TEXT:

• • • •

ICS4U – Machine Learning in Python

ICS4U Learning Goals

In this ICS4U Grade 12 Computer Science lesson you will be learning about

  • Supervised vs Unsupervised vs Reinforcement Learning
  • Creating a Model for a data set using a Machine Learning Algorithm

Types of Machine Learning

Machine learning is a subfield of AI that uses algorithms to make predictive models of various scenarios using data.  Basically different algorithms have been designed to take large amounts of historical data, identify patterns in that data, and then come up with predictions for future data.  

Some simple examples of this might be:

  • Predicting Future Sales Values
  • Making a Recommendation System for your favorite videos
  • Classifying an image
Machine Learning Algorithms have been classified into 3 basic Types:
 
  • Supervised Learning
  • Unsupervised Learning
  • Reinforcement Learning
 

Predictive Models Using Linear Regression

You have been asked throughout high school to make predictive models in your Science and Math Classes. You might have been asked in science class to do an experiment where you changed the value of one variable (the independent variable) and recorded what happened to another variable. (the dependent variable), or you might be trying to analyze a correlation between two situations

For example:

  • How is the stopping distance for a car affected by how fast it was going?

• • • •

EXERCISES:
A. According to the machine learning lesson, what three basic types have machine learning algorithms been classified into?
B. Continue the machine learning lesson from its final line.

• • • •

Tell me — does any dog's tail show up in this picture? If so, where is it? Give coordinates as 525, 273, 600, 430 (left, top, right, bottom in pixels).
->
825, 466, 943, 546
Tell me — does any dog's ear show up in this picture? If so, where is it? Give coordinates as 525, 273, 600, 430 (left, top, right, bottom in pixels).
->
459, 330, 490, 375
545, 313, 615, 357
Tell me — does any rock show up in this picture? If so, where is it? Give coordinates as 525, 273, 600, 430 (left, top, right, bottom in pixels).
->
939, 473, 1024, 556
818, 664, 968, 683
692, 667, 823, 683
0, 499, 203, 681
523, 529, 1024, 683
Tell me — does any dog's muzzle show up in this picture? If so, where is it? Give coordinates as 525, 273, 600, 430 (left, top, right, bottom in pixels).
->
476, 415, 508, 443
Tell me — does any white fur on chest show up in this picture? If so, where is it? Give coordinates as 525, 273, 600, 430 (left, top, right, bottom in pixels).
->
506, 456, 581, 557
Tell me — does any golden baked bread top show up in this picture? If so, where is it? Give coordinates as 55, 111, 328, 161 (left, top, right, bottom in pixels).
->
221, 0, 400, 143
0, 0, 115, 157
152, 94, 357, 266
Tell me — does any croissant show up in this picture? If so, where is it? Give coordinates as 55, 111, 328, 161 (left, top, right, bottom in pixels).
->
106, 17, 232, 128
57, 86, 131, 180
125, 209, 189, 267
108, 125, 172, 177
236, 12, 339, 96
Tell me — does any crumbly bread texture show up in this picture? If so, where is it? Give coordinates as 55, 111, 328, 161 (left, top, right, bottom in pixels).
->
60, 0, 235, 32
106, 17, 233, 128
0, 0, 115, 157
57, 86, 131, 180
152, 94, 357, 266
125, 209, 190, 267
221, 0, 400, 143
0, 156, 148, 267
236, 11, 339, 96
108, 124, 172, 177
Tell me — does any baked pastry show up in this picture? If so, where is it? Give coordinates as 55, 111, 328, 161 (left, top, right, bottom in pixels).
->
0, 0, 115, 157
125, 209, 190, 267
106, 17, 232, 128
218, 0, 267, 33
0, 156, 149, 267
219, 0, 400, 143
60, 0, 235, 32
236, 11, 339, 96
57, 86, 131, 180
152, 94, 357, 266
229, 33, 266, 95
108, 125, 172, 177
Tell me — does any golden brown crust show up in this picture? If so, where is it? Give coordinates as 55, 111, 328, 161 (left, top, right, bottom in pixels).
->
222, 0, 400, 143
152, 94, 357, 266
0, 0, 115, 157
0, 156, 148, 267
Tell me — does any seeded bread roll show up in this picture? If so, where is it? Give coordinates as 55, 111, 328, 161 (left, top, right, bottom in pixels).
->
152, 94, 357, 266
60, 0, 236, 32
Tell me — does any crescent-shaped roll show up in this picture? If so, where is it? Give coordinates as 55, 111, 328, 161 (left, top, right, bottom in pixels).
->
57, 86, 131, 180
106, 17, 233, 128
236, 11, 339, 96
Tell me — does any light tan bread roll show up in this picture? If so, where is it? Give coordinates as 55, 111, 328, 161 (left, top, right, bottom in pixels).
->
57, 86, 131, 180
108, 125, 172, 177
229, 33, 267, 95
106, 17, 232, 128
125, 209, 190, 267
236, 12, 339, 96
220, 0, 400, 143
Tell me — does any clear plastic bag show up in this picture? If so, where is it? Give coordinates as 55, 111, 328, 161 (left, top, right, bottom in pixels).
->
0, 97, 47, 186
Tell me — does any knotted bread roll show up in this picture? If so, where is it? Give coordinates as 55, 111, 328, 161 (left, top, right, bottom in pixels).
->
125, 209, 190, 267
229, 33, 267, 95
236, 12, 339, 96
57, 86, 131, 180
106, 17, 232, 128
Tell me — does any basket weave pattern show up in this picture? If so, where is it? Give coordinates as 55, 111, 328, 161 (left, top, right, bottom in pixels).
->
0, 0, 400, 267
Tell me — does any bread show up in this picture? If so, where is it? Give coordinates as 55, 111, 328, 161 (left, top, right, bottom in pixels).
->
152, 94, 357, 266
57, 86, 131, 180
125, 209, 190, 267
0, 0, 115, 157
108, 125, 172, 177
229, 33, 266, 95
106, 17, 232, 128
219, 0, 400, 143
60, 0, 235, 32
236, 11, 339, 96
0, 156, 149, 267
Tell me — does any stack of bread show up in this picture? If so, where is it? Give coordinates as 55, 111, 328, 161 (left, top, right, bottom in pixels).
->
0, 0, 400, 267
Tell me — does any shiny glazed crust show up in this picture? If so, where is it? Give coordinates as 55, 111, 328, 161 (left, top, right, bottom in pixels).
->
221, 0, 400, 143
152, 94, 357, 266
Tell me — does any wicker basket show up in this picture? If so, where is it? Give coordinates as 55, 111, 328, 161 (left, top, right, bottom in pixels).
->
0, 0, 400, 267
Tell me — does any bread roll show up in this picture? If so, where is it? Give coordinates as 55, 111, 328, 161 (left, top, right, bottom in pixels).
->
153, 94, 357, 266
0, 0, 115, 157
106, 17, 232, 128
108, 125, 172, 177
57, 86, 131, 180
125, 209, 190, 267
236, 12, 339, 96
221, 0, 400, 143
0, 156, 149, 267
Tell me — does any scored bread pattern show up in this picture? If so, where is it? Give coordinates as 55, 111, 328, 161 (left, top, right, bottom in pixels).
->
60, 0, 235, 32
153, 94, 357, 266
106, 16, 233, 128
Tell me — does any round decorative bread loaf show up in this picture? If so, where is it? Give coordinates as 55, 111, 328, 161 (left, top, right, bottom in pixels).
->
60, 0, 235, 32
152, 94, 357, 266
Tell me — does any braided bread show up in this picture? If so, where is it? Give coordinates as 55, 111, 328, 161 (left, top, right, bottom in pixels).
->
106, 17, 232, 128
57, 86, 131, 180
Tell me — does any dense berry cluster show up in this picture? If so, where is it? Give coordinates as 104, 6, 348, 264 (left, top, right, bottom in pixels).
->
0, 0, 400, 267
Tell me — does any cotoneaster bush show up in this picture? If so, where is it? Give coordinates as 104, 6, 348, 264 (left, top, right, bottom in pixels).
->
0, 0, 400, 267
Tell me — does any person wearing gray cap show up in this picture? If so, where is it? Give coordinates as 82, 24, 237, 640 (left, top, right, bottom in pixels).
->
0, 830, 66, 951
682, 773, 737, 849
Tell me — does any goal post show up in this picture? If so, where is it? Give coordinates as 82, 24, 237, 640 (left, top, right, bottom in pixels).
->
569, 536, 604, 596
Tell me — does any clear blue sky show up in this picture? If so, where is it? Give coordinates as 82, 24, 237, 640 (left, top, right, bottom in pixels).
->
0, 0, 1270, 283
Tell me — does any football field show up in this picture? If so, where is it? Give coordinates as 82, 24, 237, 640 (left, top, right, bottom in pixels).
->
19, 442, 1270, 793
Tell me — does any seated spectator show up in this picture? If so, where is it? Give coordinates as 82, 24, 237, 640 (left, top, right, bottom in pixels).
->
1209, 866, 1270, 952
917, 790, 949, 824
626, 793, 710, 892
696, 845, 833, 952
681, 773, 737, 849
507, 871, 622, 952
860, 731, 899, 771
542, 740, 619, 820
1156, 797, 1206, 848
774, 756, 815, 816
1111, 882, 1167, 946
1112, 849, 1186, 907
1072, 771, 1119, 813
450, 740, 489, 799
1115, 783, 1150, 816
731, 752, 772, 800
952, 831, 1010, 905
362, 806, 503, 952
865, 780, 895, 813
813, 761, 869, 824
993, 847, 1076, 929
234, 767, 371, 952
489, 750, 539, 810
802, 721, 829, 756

• • • •

RESPONSES IN ORDER:
A. Supervised Learning, Unsupervised Learning, and Reinforcement Learning.

B.
  • How many goals will be scored by a hockey player based on the number of shots they take
  • How much profit you will make based on how much you spend on social media advertising and tv advertising.

 In order to analyze that data,  you might have been asked to do the following:

  • Graph the Data
  • Draw a line of Best Fit Through the data
  • Calculate the Slope of the Line of Best Fit
  • Determine the Y intercept of the Line of Best Fit
  • Create an equation y = mx+ b using that information

That y = mx + b equation is a predictive model, since you can now predict the y value based on a particular x value.  This type of modelling is called Regression in Mathematics.  

In this course we will stick with  Two Variable Data because you can easily visual the data using a graph (1 independent variable and 1 dependent variable)

If the relationship between the variables is Linear, then this is called Linear Regression.  If the data isn’t linear, its called Non Linear Regression.

Linear Regression Example

Situation:

  • We have a set of data that relates 1 independent variable to 1 dependent variable
  • The relationship between those variables is linear
				
					#Example Data Set
x = [0,10,20,30,40,50,60,70]
y = [4,7,13,15,16,23,27,34]


				
			

Goal:

  • Make a predictive model in the form y = mx + b where you find the optimal values for the slope and the y intercept that keeps the line of best fit as close to all of the data points as possible
  • Use the model to make predictions

Option #1 - Guess

In Science class or in grade 9 math you were asked to basically just guess the line of best fit and use it to calculate the slope and y intercept.  Not the most optimal solution, but it can work effectively.

  • Draw your best guess of the line of best fit.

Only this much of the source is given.